■ **Requirements**
Pick out and copy every line in the records below that contains the string "crane", treating uppercase and lowercase as different.

Box-labeled dataset extracts:
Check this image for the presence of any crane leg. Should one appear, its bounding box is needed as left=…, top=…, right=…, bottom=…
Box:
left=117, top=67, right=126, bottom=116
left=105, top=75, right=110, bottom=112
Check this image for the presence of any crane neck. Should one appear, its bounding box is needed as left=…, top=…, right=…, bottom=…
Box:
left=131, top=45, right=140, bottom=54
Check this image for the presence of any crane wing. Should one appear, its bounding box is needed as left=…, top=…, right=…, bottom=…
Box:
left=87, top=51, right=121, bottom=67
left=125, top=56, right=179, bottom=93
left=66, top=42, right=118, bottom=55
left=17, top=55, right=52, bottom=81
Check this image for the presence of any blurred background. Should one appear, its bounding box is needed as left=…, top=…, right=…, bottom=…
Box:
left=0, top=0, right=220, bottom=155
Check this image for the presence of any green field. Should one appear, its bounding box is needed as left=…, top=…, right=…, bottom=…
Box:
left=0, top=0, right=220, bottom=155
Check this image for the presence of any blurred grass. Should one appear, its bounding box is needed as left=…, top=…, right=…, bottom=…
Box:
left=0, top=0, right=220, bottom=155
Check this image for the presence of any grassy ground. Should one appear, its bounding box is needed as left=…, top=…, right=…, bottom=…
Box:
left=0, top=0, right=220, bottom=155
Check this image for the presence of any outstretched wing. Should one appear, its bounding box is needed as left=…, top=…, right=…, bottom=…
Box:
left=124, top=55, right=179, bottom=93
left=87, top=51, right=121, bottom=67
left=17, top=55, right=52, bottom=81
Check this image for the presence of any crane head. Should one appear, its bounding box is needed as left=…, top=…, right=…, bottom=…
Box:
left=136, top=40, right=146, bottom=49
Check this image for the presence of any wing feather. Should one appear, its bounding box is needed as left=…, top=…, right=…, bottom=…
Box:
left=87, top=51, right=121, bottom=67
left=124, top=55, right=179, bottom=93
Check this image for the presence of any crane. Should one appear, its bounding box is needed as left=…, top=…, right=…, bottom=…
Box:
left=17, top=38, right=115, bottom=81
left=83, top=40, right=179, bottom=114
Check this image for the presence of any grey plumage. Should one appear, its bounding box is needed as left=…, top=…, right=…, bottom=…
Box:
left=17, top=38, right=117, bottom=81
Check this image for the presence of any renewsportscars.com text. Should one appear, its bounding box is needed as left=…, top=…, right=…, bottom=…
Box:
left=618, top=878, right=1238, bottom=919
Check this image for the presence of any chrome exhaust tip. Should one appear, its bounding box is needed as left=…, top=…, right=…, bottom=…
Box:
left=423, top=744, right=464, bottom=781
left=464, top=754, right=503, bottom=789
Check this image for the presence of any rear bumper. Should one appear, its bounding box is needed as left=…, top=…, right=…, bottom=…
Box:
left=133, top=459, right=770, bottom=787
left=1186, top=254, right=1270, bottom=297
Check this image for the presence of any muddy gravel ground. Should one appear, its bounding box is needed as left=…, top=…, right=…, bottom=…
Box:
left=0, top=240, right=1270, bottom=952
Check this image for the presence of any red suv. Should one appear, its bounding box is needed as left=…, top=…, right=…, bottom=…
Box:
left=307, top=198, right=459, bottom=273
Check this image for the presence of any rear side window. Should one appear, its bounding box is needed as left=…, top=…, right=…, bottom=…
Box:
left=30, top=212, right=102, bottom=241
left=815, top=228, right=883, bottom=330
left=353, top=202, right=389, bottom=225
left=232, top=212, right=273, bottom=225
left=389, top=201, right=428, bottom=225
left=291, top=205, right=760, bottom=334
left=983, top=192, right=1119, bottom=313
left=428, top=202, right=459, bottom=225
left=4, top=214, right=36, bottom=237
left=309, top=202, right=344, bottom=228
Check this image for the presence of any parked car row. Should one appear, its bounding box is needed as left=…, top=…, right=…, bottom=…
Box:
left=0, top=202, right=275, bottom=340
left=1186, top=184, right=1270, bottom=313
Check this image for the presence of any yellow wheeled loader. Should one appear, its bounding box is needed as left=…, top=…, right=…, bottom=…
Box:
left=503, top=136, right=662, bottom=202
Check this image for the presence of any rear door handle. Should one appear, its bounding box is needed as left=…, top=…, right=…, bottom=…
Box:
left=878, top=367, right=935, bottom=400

■ **Full answer**
Check this image for the presence of any crane leg. Should one appear, its bounding box is needed as left=…, top=…, right=…, bottom=…
Check this image for the presence of any crane neck. Should one appear, its bounding box is needed as left=…, top=…, right=…, bottom=…
Check this image for the presence of any crane wing. Should one appear, its bounding box is needed as left=…, top=…, right=…, bottom=…
Check this image for the presence of any crane head. Should one appear, its bounding box is needed as left=…, top=…, right=…, bottom=…
Check this image for the presence of any crane. Should one appear, its bounding box is needed as left=…, top=…, right=…, bottom=…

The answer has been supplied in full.